I changed none of the source or config files when I built the DLLs. Is it possible that there's some build-time option that has been overlooked? Have you any ideas at all?
 
#14
On Mon, 27 Dec 2010 09:09:30 -0500, rconn <> wrote:

|I do not. I have no interest (or ability) to support third-party dll's in
|plugins.
|
|Onig.dll is included solely for Take Command's internal use.

What about @REGEX[]?
 
#16
On Mon, 27 Dec 2010 09:09:30 -0500, rconn <> wrote:

|I do not. I have no interest (or ability) to support third-party dll's in
|plugins.
|
|Onig.dll is included solely for Take Command's internal use.

How about FFIND? Do you support its working correctly? It doesn't in v12.
FFIND /E does not correctly find EOL anchors.

v11:

Code:
v:\> echo 123 > testfile.txt

v:\> ffind /E"3$" testfile.txt

---- V:\testfile.txt
123

  1 line in      1 file
v12:

Code:
v:\> echo 123 > testfile.txt

v:\> ffind /E"3$" testfile.txt

  0 lines in      0 files
Again, the failure follows the version of ONIG.DLL. Not being to use EOL
anchors severely limits the use of regular expressions.
 
#17
On Mon, 27 Dec 2010 10:45:04 -0500, rconn <> wrote:

|What about it? It's an internal function that uses Onig for strings, not
|files.

It doesn't work correctly. And FFIND /E doesn't work correctly in v12 (see my
very recent post).
 
#19
On Mon, 27 Dec 2010 11:17:28 -0500, rconn <> wrote:

|IMO this is an imaginary problem for you, because you use GREP, not FFIND.

**Stated task A:** Locate each line in the entries that contains the string "beach", treating uppercase and lowercase as different, and copy those lines.
The entries have no connection to the forum thread on FFIND and ONIG.DLL.

**Input for this task:**
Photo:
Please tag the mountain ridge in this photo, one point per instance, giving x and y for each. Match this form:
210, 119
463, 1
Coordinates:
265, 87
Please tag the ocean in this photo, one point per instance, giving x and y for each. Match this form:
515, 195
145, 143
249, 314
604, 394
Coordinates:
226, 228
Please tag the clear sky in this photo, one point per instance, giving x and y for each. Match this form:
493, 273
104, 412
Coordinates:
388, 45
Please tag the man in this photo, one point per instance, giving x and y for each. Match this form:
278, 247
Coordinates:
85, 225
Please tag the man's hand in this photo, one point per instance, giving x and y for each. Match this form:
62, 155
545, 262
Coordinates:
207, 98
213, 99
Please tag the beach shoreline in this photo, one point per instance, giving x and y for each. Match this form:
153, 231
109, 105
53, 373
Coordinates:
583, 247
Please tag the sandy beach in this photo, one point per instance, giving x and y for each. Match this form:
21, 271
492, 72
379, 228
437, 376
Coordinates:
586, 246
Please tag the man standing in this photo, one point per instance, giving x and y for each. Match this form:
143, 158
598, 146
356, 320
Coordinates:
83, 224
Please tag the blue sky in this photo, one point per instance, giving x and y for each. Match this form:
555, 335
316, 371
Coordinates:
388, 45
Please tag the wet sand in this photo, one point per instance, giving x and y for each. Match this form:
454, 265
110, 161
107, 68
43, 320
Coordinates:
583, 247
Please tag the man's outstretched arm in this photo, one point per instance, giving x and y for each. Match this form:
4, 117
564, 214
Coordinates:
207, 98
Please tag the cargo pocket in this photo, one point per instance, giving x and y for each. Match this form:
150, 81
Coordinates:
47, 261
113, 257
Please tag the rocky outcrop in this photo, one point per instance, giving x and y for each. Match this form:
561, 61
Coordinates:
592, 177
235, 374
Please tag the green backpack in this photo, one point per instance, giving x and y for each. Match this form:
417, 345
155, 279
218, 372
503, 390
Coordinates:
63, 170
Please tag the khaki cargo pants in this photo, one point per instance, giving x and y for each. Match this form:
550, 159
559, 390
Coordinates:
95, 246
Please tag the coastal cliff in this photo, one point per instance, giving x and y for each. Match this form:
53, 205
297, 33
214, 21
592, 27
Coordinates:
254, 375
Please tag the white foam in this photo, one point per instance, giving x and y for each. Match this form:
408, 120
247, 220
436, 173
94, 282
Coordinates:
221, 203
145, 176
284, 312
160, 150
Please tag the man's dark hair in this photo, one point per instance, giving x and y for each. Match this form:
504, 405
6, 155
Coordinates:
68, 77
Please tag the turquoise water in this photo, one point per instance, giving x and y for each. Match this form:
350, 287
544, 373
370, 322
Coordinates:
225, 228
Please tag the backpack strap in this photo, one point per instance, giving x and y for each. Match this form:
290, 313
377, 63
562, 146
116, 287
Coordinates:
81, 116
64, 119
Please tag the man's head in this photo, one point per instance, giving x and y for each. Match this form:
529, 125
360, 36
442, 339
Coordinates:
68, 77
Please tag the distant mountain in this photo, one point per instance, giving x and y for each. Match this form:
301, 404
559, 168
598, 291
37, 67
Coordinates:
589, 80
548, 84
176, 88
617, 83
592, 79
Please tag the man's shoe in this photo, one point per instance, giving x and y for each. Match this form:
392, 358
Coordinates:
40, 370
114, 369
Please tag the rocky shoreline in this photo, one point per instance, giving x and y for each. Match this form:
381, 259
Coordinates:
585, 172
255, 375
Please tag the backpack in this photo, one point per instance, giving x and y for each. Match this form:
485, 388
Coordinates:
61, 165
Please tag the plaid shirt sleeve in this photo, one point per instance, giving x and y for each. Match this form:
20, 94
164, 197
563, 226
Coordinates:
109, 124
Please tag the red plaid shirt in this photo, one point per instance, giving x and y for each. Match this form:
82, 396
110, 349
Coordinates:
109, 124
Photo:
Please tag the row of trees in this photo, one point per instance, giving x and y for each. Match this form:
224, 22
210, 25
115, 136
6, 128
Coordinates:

**Stated task B:** Write the next part of the forum thread on FFIND and ONIG.DLL, picking up after its final line.

**Final result A:**
Please tag the beach shoreline in this photo, one point per instance, giving x and y for each. Match this form:
Please tag the sandy beach in this photo, one point per instance, giving x and y for each. Match this form:

**Final result B:**
In fact I do sometimes use FFIND. What about users who use it exclusively?

I don't understand your reluctance to investigate this. The ONIG.DLL
distributed with v11 did (does) things correctly. I presume you built it (if
not, where did you get it? ... if so, can you zip up the onig5.9.1 project
directory and send it to me?). The ONIG.DLL distributed with v12 does not do
things correctly, breaking @REGEX[], FFIND, and probably other internals. TCC
claims to support regular expressions in many places and they're broken.
 
Jul 1, 2008
81
0
70
Montreal
#20
v12:

Code:
v:\> echo 123 > testfile.txt

v:\> ffind /E"3$" testfile.txt

  0 lines in      0 files
Again, the failure follows the version of ONIG.DLL. Not being to use EOL
anchors severely limits the use of regular expressions.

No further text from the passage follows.